**Text for analysis**
__________
Europe must find a new home for its drug regulator — and a way to keep using English
Now that the Brexit process is officially under way, officials must decide where to rehouse the European Medicines Agency (EMA). Currently in London, the EMA assesses new medicines for suitability to enter the European market.
The regulator will need to move when the United Kingdom formally exits the European Union, which sets the rules and assessments that the agency enforces.
The relocation decision will be made by the European Council, and more than a dozen nations have expressed an interest in becoming the new host. The timescale of the process is uncertain, but at least one of the candidate nations — Malta — has an interest in a final call being made sooner rather than later because it holds the presidency of the European Council for the next three months.
There is more at stake than the prestige of being the headquarters of a major European institution. Local economies gain too. The EMA brings with it some 900 staff and holds an average of 10 meetings a week, which it claims draw 65,000 visitors a year, all of whom need somewhere to sleep and eat.
Malta — a tiny island in the Mediterranean Sea — knows that it’s a rank outsider in the bidding process. But, as officials of the Malta Medicines Agency pointed out at a meeting last September, it does have a few things going for it. One is the weather. Another, according to its own analysis, is reduced commuting time for employees. (How far away can they live on an island of barely 300 square kilometres?) More intriguingly, Malta points out that another benefit is that one of its official languages is English — the lingua franca of science, law and business in the EU.
__________
**Source material**
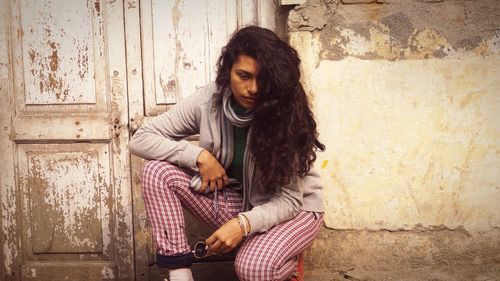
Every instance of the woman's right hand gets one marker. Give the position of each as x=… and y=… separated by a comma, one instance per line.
x=212, y=173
__________
**Things to do**
a - Answer these from the article on moving Europe's drug regulator:
(i) In which city is the EMA based now?
(ii) About how many staff does the EMA bring with it?
(iii) Why does Malta want the decision made soon?
b - Carry on the article about moving Europe's drug regulator, starting after its last sentence.

**Solved problems**
a -
(i) London.
(ii) Some 900.
(iii) Malta holds the presidency of the European Council for the next three months.

b -
By a curious quirk of paperwork, when the United Kingdom does leave the EU, the most widely spoken language across the bloc — English — will no longer be a nominated official language. Under EU rules, every member state is allowed to bring just one of its recognized national languages into the EU system. This guarantees, for example, translations of documents and decisions.
Under the existing arrangement, the United Kingdom currently nominates English, which leaves Ireland and Malta (the only other member states to have English as a formal national language) free to have Gaelic and Maltese as their choices. (Ireland has also offered to host the EMA.) Once the United Kingdom leaves, it takes with it the formal nomination for the EU to include English in its list of official voices.
Various EU officials have already made it clear that the English language will not be allowed to exit the EU along with its main speakers on the continent — chaos would surely follow if, for example, the English-speaking EMA was expected to work with documents in every language but English. But the political mechanism to secure a future for English — like much associated with Brexit — is contested and unclear.
As international researchers point out in a paper in European Economic Review, there are three possible routes (V. Ginsburgh et al. Eur. Econ. Rev. 93, 139–151; 2017). The first is that the European Council votes to keep English even without an official nomination from a member state. This would require the approval of Germany and France, and the latter, especially, might be especially unwilling to offer it. Many French scholars still smart at English’s rise to dominance in intellectual fields.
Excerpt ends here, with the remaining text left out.